■ **Given instruction**: Reproduce the listing below character for character, leaving out any pictures.

■ **Data entries**:
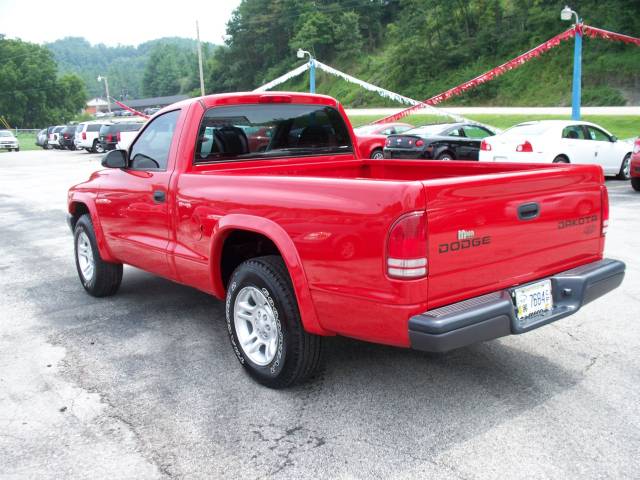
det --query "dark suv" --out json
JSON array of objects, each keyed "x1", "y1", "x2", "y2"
[
  {"x1": 98, "y1": 122, "x2": 142, "y2": 150},
  {"x1": 58, "y1": 125, "x2": 77, "y2": 150}
]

■ **Response**:
det --query "dark suv" --out json
JSON array of objects, each keyed "x1", "y1", "x2", "y2"
[
  {"x1": 98, "y1": 122, "x2": 142, "y2": 150},
  {"x1": 58, "y1": 125, "x2": 77, "y2": 150}
]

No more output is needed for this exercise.